_Задание A_.
Замените «Неаполе» на «Милане» в отрывке о Доссене ниже и приведите ту его часть, что лежит между словами «Популярности Доссены теперь» и «Берлине, Мюнхене, Кельне.» включительно.

_Показанный отрывок_.
• • • •

Книги

Авантюристы, иллюзионисты, фальсификаторы, фальшивомонетчики

22
18
20
22
24
26
28
30

Популярности Доссены теперь мог позавидовать любой художник. О нем снимали фильм, у него брали интервью, его произведениям посвящали обстоятельные статьи в толстых искусствоведческих журналах. В 1929 году галерея Корони в Неаполе организовала большую выставку его работ. В следующем году такие выставки состоялись в Берлине, Мюнхене, Кельне.

Великий, гениальный… Тогда этими и подобными эпитетами щедро награждали Доссену. Но они могли убедить лишь неискушенную публику. Истинным, глубоким знатокам искусства сейчас, когда его работы были собраны вместе, особенно ясной стала непроходимая пропасть, отделяющая самого искусного имитатора от художника-творца. Можно подделать все: стиль, технику, мастерство, индивидуальные приемы, дух эпохи, даже патину времени. Но нельзя подделать самое главное, то, что отличает каждое произведение большого искусства, — чувство, которое художник вкладывает в свое творение, неповторимую эмоциональную окраску, непосредственность своеобразного восприятия мира. Доссена не был исключением. Среди своих коллег по ремеслу он был более удачлив, смел и талантлив, чем другие, и все же его работы (по сравнению с подлинниками) дышали внутренним холодом, равнодушием автора, пустым и надуманным пафосом.

Надо сказать, что Фазоли и Палези были весьма предусмотрительны, никогда не продавая в одни руки больше, чем одну работу Доссены. Когда же фальшивки собрали в один зал, то стало очевидным некоторое однообразие приемов скульптора. Чем-то трудно уловимым все статуи были похожи друг на друга. Так, например, чувствовалось, что носы изваяны одним и тем же художником. Выдавал фальсификатора и характер повреждений, слишком обдуманных и осторожных. Случай слеп, и он не разбирает, что более, а что менее важно в скульптуре. Поэтому столь часты находки древних статуй без рук, ног, носа, подбородка или даже головы. А Доссена, как всякий мастер, дорожащий своим созданием, всегда отбивал какие-то второстепенные детали. Кроме того, сильно изуродованная скульптура могла упасть в цене.

• • • •

_Сохранённые записи_.
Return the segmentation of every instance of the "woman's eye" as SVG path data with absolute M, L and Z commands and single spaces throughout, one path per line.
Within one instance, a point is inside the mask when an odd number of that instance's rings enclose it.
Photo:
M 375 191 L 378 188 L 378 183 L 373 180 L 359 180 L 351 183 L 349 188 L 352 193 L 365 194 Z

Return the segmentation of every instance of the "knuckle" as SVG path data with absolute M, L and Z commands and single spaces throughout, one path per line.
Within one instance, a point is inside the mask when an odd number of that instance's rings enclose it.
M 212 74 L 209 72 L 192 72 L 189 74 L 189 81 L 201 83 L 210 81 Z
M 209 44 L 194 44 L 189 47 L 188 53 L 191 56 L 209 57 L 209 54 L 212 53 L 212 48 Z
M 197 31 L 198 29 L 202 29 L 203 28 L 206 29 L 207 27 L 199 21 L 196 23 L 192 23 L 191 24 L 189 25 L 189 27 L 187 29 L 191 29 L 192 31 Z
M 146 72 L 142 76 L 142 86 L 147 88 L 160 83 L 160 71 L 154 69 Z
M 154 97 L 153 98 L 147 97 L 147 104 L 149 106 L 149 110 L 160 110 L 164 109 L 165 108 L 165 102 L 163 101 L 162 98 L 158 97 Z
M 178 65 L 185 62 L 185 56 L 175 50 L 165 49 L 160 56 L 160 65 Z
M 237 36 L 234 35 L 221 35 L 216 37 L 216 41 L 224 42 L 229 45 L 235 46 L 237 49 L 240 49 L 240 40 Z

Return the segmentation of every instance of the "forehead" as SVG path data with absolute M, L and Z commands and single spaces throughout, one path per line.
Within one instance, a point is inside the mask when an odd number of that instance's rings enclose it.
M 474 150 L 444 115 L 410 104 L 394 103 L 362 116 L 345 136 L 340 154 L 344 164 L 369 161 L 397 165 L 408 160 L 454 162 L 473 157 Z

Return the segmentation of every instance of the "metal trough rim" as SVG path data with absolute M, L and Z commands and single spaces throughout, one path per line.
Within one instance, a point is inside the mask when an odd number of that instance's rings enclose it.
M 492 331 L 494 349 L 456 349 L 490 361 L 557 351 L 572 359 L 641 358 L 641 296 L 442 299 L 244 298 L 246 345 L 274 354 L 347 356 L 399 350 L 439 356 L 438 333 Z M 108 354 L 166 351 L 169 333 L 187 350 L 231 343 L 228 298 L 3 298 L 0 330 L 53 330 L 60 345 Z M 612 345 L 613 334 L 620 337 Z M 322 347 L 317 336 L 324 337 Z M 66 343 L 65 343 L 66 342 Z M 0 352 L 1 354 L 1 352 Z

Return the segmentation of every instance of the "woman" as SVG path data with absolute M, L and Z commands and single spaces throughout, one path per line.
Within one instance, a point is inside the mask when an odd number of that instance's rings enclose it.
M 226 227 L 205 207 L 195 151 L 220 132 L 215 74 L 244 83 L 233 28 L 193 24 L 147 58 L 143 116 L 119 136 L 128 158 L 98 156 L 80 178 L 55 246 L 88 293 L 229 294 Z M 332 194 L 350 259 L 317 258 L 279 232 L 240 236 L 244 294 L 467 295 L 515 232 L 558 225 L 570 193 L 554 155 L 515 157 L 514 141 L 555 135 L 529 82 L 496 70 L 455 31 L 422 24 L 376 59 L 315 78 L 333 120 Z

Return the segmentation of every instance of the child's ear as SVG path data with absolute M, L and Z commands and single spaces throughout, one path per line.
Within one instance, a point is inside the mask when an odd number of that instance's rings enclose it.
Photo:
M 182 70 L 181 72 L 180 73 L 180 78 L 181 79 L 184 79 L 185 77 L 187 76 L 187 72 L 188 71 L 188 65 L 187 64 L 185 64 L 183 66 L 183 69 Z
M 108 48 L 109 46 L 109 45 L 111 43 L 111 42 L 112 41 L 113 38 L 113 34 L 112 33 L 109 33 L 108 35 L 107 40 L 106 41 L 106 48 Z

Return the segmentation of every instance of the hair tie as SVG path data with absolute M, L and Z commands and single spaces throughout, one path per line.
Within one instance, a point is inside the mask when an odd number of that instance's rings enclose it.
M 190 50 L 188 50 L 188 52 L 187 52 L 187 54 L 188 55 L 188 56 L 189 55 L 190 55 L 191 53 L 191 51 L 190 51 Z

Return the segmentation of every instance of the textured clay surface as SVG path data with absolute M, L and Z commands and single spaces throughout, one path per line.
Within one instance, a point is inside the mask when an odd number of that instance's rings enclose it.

• • • •

_Задание B_.
Выведите без изменений строки записей выше, начиная с самой первой и заканчивая строкой, содержащей «M 375 191 L», включительно.

_Решение задания A_.
Популярности Доссены теперь мог позавидовать любой художник. О нем снимали фильм, у него брали интервью, его произведениям посвящали обстоятельные статьи в толстых искусствоведческих журналах. В 1929 году галерея Корони в Милане организовала большую выставку его работ. В следующем году такие выставки состоялись в Берлине, Мюнхене, Кельне.

_Решение задания B_.
Return the segmentation of every instance of the "woman's eye" as SVG path data with absolute M, L and Z commands and single spaces throughout, one path per line.
Within one instance, a point is inside the mask when an odd number of that instance's rings enclose it.
Photo:
M 375 191 L 378 188 L 378 183 L 373 180 L 359 180 L 351 183 L 349 188 L 352 193 L 365 194 Z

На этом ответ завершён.